設定課題 A ▸
以下のレコードのうち、「Place a marker on every instance of the walkway」を含む行から始まりレコードの末尾で終わる範囲(両端を含む)だけを、「glass window」を「shop window」に置き換え、ほかはいっさい変えずに書き直せ。

#### 提供抜粋 ####

池糖まで下ると一旦は穏やかな道になりますが、池糖を過ぎればまた同じような状況の再現。しかも今度は延々と続きます。一歩一歩ごとの足の置き場には常に非常に神経を使わされて、どんどん精神的に疲弊していきます。また所々では岩っぽくなったり段差が大きくなったりして、そのたびにも足運びを悩まされます。
ゆっくり下ればその分だけ楽に歩けることは分かっていますが、それでは16:40発のバスに間に合うかが微妙になってしまい、ある程度のペースは保ちたいのでそうも言っていられません。万が一滑ったとしてもササ原を落ちていくだけなので、大きな怪我はしないかもしれませんが、でも場所によってはかなりの角度で切れ落ちている斜面もあり、タダでは済まないかもしれないので、やはり慎重さを欠く訳にはいきません。
滑りやすい急坂続きに嫌気が差してきた頃、登ってくる単独行の男性とすれ違いました(結果的に、平標山から土樽駅までの間で見かけた唯一の登山者でした)。今日はもう誰とも会わないものと思い込んでいたので、この出会いは貴重です。すれ違う際に少しお引き止めして、この先の道の様子を詳しく聞かせて頂きました。

####

設定課題 B ▸
上の抜粋から、「ゆっくり下ればその分だけ楽に」で始まり「を詳しく聞かせて頂きました。」で終わる部分を一字も変えずに書き写せ。

#### 提供データ ####

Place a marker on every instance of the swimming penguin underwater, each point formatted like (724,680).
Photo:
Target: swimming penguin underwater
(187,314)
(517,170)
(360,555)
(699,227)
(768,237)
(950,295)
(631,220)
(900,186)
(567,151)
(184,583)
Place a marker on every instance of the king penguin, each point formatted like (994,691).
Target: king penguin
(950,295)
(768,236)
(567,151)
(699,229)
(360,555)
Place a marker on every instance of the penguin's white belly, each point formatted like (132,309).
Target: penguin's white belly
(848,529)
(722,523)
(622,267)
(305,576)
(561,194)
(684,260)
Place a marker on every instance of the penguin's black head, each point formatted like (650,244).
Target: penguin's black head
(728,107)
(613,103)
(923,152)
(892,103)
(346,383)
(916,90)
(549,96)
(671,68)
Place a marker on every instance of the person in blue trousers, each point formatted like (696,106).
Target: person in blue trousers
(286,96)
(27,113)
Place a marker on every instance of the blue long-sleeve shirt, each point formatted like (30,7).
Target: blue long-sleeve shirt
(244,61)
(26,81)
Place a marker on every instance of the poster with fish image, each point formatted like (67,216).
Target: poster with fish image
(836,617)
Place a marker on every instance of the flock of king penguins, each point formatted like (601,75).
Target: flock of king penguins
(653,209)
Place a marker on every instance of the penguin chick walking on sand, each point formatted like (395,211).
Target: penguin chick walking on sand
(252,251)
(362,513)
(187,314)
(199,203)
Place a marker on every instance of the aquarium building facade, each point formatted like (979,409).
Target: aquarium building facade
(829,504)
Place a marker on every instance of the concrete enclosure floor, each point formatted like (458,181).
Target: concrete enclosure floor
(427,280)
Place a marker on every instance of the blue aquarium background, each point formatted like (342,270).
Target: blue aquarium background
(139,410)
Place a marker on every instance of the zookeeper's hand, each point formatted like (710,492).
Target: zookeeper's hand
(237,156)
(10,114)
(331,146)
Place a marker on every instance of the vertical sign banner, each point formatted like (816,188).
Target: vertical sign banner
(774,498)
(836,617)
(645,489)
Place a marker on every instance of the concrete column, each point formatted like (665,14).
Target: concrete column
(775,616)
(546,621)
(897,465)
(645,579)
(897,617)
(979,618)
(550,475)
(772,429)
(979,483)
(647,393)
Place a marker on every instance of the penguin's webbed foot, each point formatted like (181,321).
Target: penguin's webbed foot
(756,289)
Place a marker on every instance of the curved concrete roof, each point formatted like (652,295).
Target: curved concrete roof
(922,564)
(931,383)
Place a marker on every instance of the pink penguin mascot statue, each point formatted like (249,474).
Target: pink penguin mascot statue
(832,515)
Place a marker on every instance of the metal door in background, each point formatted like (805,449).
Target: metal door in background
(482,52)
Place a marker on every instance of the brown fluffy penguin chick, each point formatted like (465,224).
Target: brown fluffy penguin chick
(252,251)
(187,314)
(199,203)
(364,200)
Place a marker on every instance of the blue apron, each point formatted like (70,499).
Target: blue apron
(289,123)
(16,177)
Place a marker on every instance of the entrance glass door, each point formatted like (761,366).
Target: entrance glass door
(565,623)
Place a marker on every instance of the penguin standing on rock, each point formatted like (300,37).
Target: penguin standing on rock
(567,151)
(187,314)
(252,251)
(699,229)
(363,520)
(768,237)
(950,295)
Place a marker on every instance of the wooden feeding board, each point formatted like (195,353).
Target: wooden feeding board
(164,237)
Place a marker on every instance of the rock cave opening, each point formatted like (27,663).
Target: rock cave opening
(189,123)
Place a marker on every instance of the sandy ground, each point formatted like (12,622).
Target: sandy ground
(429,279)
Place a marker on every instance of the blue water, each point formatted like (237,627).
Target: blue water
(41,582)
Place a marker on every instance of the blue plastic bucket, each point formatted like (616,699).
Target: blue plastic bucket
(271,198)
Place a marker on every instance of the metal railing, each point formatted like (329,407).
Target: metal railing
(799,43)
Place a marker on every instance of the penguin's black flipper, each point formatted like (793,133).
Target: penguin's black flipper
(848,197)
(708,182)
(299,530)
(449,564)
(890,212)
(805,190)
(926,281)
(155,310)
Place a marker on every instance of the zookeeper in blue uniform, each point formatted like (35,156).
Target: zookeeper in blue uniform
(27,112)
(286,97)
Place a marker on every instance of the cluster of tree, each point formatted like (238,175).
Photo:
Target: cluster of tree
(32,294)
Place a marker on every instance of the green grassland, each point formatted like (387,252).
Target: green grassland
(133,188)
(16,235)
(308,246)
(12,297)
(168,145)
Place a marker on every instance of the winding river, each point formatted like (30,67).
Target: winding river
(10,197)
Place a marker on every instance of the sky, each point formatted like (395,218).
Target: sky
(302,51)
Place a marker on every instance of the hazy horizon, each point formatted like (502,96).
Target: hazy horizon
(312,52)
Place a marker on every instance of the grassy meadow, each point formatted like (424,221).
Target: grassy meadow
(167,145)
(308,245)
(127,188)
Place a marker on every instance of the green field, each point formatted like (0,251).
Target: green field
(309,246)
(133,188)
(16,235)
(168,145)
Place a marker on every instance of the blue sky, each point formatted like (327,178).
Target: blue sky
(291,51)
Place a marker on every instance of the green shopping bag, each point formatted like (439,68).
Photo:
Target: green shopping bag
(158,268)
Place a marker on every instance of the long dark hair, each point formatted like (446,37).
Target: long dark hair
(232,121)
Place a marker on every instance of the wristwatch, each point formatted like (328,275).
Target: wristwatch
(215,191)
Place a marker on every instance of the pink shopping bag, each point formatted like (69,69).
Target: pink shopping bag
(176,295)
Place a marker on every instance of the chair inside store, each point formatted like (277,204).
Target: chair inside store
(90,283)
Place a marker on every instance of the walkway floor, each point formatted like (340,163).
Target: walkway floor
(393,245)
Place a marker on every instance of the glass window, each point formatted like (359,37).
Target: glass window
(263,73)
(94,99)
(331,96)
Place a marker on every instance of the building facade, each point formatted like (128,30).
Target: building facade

####

回答 A ▸
Place a marker on every instance of the walkway floor, each point formatted like (340,163).
Target: walkway floor
(393,245)
Place a marker on every instance of the shop window, each point formatted like (359,37).
Target: shop window
(263,73)
(94,99)
(331,96)
Place a marker on every instance of the building facade, each point formatted like (128,30).
Target: building facade

回答 B ▸
ゆっくり下ればその分だけ楽に歩けることは分かっていますが、それでは16:40発のバスに間に合うかが微妙になってしまい、ある程度のペースは保ちたいのでそうも言っていられません。万が一滑ったとしてもササ原を落ちていくだけなので、大きな怪我はしないかもしれませんが、でも場所によってはかなりの角度で切れ落ちている斜面もあり、タダでは済まないかもしれないので、やはり慎重さを欠く訳にはいきません。
滑りやすい急坂続きに嫌気が差してきた頃、登ってくる単独行の男性とすれ違いました(結果的に、平標山から土樽駅までの間で見かけた唯一の登山者でした)。今日はもう誰とも会わないものと思い込んでいたので、この出会いは貴重です。すれ違う際に少しお引き止めして、この先の道の様子を詳しく聞かせて頂きました。